Named region outline records:
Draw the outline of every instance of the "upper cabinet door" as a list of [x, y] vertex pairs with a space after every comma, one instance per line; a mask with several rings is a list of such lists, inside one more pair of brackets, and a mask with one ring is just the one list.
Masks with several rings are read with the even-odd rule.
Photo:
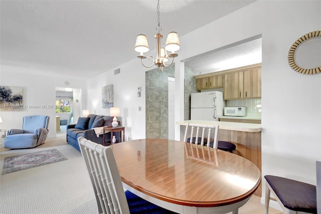
[[244, 97], [261, 97], [261, 69], [243, 71]]
[[243, 72], [224, 74], [223, 95], [224, 99], [239, 99], [243, 95]]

TO DO ▸ Rewrite the records with "vertex pairs" replaced by "coordinate pairs" and everything else left unchanged. Leave the pictures out of your answer.

TASK SOLUTION ▸
Draw the outline of every instance of the "upper cabinet door" as a list of [x, y] coordinate pairs with a space after every comma, one instance per line; a mask with several rings is a list of such lists, inside one more pair of brackets, and a mask with one ring is just the one list.
Masks with several rings are read with the even-odd rule.
Photo:
[[244, 97], [261, 97], [261, 69], [243, 71]]
[[243, 72], [224, 74], [223, 95], [224, 99], [239, 99], [243, 95]]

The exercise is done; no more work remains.